╭──

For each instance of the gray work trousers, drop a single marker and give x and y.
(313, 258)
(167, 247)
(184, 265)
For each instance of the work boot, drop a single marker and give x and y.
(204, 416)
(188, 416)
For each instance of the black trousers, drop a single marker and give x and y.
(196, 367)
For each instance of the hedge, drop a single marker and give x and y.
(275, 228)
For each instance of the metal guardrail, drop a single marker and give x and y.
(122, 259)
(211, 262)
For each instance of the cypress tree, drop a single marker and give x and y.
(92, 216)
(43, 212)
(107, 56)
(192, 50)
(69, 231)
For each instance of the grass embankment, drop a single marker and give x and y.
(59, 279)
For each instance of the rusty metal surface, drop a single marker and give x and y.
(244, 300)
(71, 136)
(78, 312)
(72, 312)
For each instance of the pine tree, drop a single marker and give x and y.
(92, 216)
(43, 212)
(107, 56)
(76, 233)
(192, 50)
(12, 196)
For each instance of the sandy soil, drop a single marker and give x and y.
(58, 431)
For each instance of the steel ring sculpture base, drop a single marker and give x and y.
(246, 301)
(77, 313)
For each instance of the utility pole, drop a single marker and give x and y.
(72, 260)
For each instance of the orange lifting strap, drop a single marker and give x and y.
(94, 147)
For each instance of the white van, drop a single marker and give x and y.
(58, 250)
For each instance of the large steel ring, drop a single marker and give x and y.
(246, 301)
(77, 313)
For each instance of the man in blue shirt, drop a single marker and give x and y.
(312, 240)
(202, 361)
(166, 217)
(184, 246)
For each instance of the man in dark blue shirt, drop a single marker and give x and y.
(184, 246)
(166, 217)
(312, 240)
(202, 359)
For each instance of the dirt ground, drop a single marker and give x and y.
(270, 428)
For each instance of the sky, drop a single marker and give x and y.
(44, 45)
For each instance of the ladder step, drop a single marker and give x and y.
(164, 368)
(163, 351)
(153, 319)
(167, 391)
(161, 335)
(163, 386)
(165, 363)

╰──

# [EXERCISE DESCRIPTION]
Copy out the whole listing above word for word, keeping every line and its order unchanged.

# [THE RESULT]
For each instance of the gray work trousers, drop a single marker and give x and y.
(313, 258)
(167, 247)
(184, 265)
For each instance of the work boot, drop a single marker and give x and y.
(204, 416)
(188, 416)
For each instance of the black trousers, drop a single marker and give x and y.
(196, 367)
For each instance of the hedge, drop a single marker and give x and y.
(275, 228)
For each instance of the metal guardrail, drop a single marker and give x and y.
(122, 259)
(211, 262)
For each instance of the cypress tree, drop a single marker and give x and y.
(92, 216)
(43, 212)
(107, 56)
(192, 50)
(69, 231)
For each instance of the grass embankment, drop a single marker and give x and y.
(59, 279)
For each instance of the rusty metal surface, drop a single marker and give x and y.
(244, 300)
(71, 136)
(78, 312)
(72, 312)
For each instance of the pine tree, drop a single marker and give x and y.
(92, 216)
(43, 212)
(107, 56)
(76, 233)
(192, 50)
(12, 196)
For each instance of the sandy soil, drop a single marker and give x and y.
(58, 431)
For each instance of the steel ring sculpture base, drop a single marker and give x and y.
(246, 301)
(77, 313)
For each instance of the utility pole, drop a single marker and give x and y.
(72, 260)
For each instance of the orange lifting strap, drop a single marker and give x and y.
(94, 147)
For each instance of the white van, drop a single marker and give x and y.
(58, 250)
For each instance of the large steel ring, drop a single marker and give x and y.
(246, 301)
(77, 313)
For each instance of the man in blue shirt, drop a single marker and give x and y.
(312, 240)
(202, 361)
(166, 217)
(184, 246)
For each instance of the man in dark blue shirt, drop a single marker and give x and y.
(184, 246)
(166, 217)
(312, 240)
(202, 359)
For each instance of the dirt ground, drop a single marker and give x and y.
(270, 428)
For each instance of the sky, drop a single marker and give x and y.
(44, 45)
For each instance of the ladder step, drop a single marker and give x and y.
(164, 368)
(163, 351)
(153, 319)
(167, 391)
(161, 335)
(163, 386)
(165, 363)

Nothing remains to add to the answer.